* WHAT YOU WILL DO
Condense the paragraph beginning "Prenol’s blog notes" in the passage about official marks below into a short bulleted list that keeps its main facts.

* PASSAGE TO READ
---

Although official marks have existed since 1932, Prenol says they were used only sparingly. However, more public authorities have used the official mark system in the past few decades.

Prenol’s blog notes that the Canadian Broadcasting Corporation is among the biggest users of official marks. At the time of his post in October 2020, CBC had 549 official marks, he wrote, “including GEM, RAD, GARY, LOVE ME, THE GOODS, FRESH AIR, Q, HOCKEY NATION, BEAR, USHER, GUESS WHAT? and MUSIC WORKS.” There is even an official mark for THE BEACHCOMBERS, a Canadian television show that went off the air 30 years ago and told the story of people who salvage logs off the coast of British Columbia.

Another heavy user of official marks, Prenol writes, is Canada Post Corporation, at 359 official marks, including PRIORITY, SMART DATA, VOTE BY MAIL, PERMANENT, PLANET, FETCH, BEAR MAIL, DNA and ELECTRONIC MAIL.

However, Prenol points out that “the award for the biggest users” of the official mark system indeed goes to provincial lottery corporations, which, collectively, have more than 1,400 official marks. These include TRIO, MEOW MEOW, CROSSWORD, TAG, RED HOT, ICE FISHING, SUDOKU, DOMINOES, 21, SPLASH, GRAND, THE EDGE, JAGUAR’S, and FULL HOUSE.

---

* LISTED ENTRIES
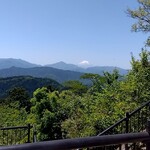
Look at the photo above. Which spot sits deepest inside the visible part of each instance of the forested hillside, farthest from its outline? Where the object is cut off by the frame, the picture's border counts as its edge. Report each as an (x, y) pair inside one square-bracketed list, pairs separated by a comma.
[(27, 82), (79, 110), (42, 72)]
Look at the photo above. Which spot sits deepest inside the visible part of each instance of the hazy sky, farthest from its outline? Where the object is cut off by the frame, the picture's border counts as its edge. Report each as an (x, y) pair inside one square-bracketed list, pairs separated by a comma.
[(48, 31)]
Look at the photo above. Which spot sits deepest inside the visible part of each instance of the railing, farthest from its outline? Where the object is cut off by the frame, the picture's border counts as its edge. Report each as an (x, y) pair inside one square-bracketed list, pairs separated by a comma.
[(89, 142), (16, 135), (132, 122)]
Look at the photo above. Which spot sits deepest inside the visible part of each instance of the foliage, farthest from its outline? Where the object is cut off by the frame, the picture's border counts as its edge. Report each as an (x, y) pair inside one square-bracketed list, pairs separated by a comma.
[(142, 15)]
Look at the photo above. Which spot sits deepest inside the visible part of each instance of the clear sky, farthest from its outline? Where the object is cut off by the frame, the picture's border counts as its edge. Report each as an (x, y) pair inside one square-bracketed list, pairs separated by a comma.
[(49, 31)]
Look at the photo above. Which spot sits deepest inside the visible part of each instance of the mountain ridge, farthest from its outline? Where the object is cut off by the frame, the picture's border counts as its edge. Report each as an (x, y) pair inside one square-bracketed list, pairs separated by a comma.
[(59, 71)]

---

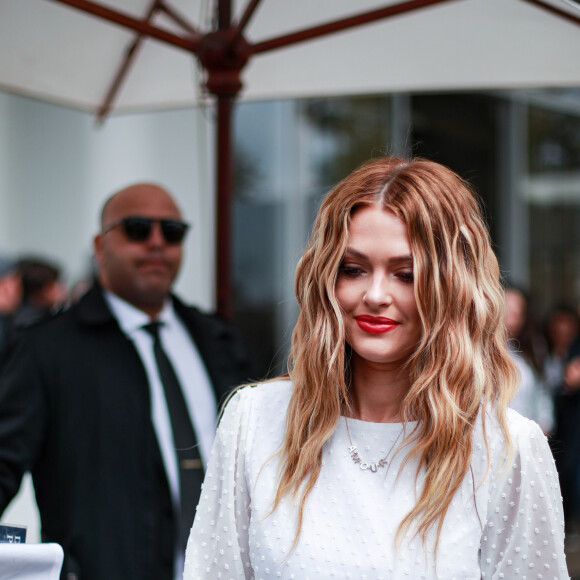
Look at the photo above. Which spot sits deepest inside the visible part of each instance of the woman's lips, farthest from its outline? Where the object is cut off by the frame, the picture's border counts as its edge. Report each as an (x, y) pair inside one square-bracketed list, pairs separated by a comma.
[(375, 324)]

---

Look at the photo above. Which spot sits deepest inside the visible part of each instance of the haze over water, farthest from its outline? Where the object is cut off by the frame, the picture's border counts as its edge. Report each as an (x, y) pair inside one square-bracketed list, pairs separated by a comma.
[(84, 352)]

---

* OUTPUT OF THE TASK
- Prenol's blog names the Canadian Broadcasting Corporation (CBC) among the biggest users of official marks.
- When he posted in October 2020, CBC held 549 official marks, including GEM, Q, HOCKEY NATION and MUSIC WORKS.
- One is THE BEACHCOMBERS. It is named for a Canadian TV show about people who salvage logs off the coast of British Columbia, which went off the air 30 years ago.